**Items**
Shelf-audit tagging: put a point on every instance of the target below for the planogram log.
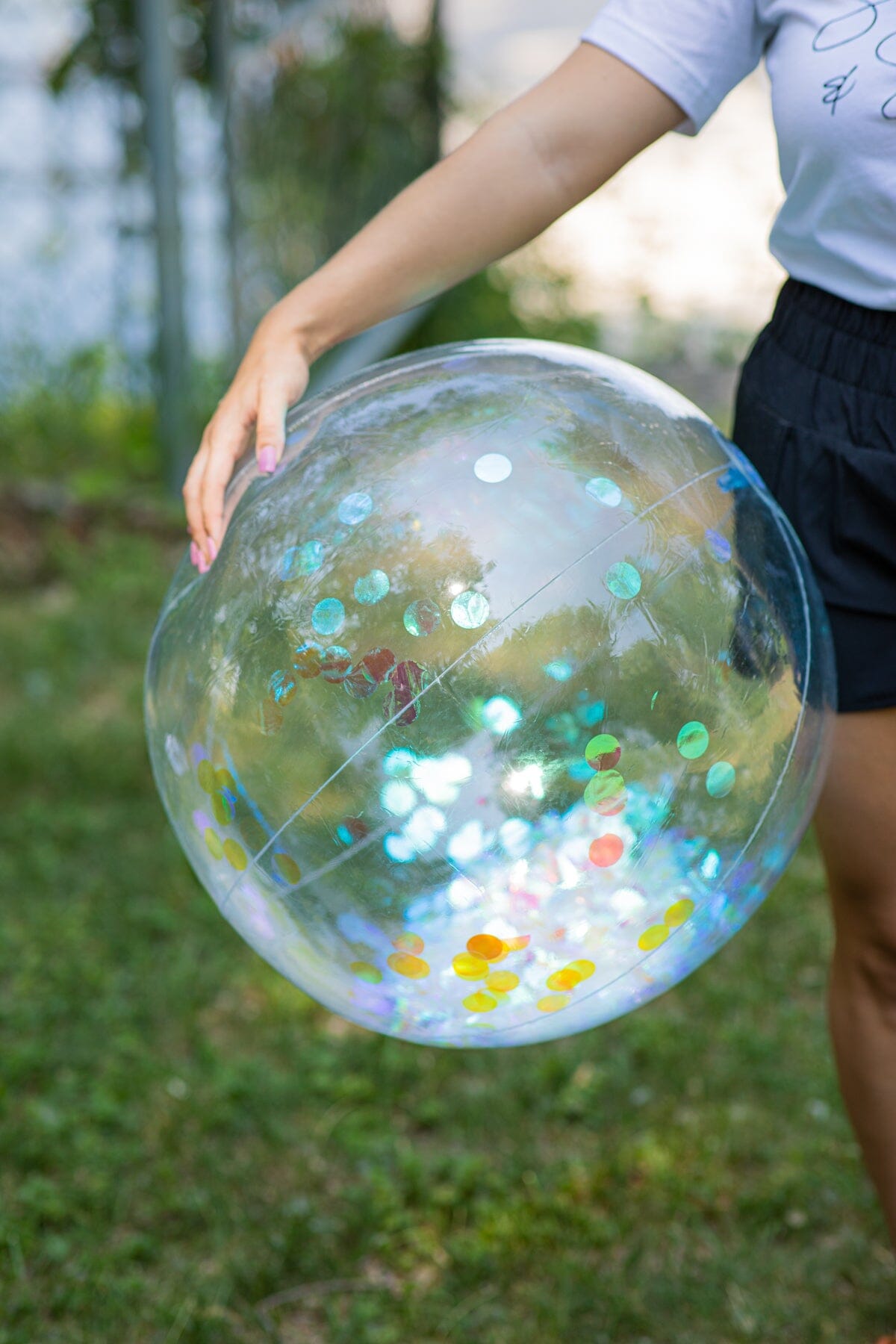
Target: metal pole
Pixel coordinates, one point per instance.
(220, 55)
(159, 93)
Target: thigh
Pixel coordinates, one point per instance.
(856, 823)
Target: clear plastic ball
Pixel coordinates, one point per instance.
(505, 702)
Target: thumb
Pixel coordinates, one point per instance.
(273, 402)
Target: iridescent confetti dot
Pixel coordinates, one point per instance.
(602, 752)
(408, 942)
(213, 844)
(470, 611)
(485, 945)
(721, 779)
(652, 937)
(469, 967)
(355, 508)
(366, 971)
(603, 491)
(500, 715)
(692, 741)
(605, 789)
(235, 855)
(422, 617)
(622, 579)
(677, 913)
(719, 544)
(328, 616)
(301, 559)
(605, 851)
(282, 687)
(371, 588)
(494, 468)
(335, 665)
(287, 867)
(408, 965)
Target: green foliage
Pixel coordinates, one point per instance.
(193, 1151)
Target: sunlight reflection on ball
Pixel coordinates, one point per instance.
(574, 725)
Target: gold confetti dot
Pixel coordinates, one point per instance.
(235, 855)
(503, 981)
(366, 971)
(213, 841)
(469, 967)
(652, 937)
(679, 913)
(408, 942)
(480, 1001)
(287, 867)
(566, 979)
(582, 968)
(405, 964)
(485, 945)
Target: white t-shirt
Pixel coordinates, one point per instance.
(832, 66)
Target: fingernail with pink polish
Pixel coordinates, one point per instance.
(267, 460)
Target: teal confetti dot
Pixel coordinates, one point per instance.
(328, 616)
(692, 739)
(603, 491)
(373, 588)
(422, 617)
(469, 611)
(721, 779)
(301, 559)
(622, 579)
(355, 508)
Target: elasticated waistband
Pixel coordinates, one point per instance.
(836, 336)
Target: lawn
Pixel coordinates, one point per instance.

---

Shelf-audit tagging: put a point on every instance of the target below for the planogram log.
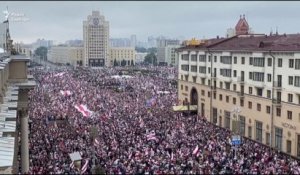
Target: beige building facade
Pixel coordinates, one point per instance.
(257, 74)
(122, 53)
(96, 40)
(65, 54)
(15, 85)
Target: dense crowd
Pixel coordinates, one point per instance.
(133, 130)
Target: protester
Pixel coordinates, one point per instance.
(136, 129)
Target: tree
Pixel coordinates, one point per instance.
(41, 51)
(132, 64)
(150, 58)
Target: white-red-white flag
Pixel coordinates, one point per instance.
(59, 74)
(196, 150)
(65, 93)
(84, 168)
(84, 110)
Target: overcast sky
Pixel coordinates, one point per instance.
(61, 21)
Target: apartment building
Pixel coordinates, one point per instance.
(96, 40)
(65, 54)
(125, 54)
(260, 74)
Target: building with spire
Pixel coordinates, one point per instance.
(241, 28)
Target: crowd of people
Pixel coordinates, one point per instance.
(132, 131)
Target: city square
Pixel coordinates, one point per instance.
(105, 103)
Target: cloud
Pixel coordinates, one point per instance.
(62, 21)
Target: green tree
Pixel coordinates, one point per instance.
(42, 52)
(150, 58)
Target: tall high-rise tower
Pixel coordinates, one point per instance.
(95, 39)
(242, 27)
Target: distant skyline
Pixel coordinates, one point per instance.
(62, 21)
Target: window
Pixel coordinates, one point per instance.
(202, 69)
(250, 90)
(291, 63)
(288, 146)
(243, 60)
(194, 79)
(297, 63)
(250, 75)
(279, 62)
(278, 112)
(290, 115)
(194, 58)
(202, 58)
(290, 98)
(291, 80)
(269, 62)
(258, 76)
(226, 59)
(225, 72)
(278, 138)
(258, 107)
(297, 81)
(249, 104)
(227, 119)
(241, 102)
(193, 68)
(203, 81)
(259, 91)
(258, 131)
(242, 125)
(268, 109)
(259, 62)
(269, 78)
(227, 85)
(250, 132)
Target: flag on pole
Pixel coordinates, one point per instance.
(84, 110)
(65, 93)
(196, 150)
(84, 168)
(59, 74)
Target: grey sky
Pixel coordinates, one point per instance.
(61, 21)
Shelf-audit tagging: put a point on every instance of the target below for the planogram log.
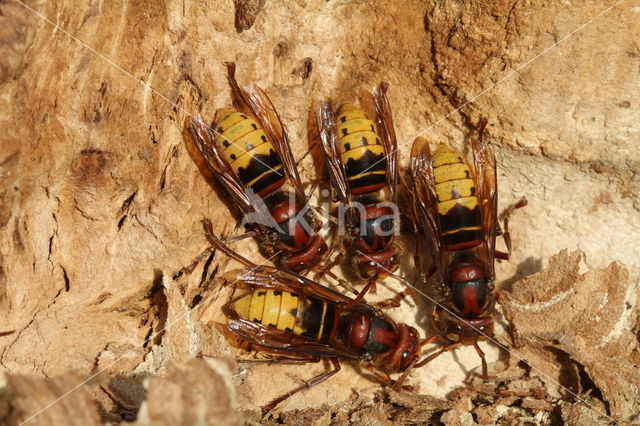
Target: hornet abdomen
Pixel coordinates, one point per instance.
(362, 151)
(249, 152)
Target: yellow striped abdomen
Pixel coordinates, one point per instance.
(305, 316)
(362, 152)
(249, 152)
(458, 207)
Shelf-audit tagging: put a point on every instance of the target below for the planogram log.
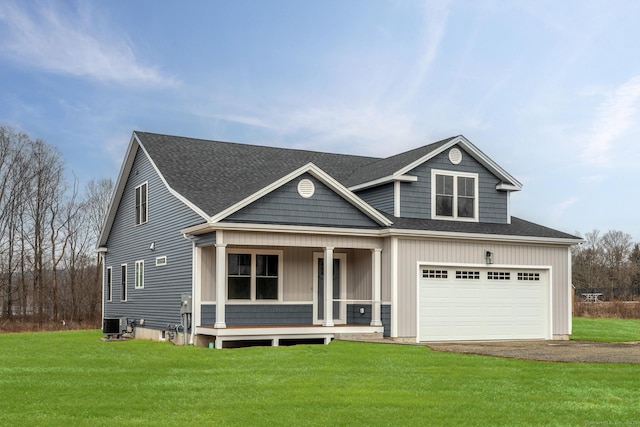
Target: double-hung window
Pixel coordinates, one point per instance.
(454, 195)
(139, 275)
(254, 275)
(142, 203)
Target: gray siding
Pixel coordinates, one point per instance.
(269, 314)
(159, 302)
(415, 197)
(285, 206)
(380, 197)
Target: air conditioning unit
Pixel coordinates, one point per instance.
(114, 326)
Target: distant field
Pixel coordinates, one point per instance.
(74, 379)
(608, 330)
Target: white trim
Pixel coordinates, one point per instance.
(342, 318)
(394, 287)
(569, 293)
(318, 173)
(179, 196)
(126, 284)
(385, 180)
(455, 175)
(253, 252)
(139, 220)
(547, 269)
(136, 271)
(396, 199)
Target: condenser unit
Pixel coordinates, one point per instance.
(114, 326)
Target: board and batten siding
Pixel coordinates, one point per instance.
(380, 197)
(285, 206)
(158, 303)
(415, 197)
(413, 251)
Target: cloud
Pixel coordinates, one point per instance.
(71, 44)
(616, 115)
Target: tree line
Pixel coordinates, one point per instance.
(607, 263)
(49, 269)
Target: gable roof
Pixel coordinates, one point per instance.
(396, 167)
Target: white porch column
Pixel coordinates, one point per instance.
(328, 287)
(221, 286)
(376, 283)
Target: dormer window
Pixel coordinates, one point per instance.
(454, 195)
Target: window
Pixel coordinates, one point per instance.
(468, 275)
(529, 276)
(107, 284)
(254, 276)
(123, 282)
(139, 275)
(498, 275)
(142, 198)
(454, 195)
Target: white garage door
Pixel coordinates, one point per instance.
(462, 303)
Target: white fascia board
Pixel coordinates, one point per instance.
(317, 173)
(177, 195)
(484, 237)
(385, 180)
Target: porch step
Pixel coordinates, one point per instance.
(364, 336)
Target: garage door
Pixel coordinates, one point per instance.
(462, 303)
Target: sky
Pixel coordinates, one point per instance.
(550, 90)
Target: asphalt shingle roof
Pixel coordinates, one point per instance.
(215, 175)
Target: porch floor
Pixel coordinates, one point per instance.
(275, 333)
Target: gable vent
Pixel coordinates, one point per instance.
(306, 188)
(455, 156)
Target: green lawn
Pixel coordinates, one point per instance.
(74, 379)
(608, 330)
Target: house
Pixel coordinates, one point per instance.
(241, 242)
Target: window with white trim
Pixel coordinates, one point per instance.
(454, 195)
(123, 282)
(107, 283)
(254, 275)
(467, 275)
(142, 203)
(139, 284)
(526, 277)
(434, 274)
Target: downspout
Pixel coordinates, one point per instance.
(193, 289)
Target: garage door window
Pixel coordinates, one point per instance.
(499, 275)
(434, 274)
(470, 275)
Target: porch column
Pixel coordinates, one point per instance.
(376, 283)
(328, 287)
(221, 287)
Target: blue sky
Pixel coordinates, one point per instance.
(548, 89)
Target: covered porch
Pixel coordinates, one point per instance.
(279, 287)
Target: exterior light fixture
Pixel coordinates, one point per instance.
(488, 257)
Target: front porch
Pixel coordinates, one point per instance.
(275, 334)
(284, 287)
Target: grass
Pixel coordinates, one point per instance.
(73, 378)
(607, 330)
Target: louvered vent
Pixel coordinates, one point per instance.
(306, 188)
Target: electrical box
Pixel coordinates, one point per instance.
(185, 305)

**Task objective**
Extract every line of the listing above that contains the word "pole", matching case exactly.

**Output below**
Target: metal pole
Target: flag on pole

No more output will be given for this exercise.